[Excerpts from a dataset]
>>>>
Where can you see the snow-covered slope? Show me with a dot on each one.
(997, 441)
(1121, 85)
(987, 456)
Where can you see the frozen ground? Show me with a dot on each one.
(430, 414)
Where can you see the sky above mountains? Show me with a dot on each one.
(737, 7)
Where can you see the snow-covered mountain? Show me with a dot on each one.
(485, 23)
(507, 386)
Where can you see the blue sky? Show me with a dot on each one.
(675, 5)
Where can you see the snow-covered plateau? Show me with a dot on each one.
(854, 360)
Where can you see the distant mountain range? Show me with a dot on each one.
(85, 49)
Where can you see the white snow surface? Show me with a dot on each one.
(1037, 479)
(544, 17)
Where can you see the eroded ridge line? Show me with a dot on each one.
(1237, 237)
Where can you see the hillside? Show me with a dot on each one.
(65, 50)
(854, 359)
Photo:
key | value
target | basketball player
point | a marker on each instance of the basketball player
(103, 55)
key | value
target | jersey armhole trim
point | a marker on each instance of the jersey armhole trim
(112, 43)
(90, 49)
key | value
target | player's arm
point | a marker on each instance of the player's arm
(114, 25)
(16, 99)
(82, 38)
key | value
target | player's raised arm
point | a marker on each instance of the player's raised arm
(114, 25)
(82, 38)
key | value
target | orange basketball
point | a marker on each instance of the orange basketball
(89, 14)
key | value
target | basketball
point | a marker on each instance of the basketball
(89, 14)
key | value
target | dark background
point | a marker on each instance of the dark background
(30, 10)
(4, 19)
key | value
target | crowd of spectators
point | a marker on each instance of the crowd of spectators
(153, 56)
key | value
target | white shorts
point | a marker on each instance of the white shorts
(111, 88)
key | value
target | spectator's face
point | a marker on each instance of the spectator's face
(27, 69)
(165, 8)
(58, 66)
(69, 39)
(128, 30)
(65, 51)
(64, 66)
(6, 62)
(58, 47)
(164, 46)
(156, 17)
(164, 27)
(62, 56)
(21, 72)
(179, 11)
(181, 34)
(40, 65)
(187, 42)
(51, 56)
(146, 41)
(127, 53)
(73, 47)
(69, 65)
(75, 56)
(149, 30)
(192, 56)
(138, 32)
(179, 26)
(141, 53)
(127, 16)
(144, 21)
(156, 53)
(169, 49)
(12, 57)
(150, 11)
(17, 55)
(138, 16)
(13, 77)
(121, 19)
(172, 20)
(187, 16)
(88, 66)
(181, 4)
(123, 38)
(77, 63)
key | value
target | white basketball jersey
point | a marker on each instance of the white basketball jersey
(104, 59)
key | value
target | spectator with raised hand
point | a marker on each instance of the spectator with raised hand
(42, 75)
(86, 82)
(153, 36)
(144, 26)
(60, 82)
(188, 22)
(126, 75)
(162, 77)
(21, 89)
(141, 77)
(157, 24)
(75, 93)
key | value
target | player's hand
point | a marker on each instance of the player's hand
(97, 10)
<<<<
→ **TASK**:
Every line from the one containing "target | player's hand" through the end of the data must be repeated exactly, and no other line.

→ **OUTPUT FOR THIS TASK**:
target | player's hand
point | a marker on each instance of the player's hand
(97, 10)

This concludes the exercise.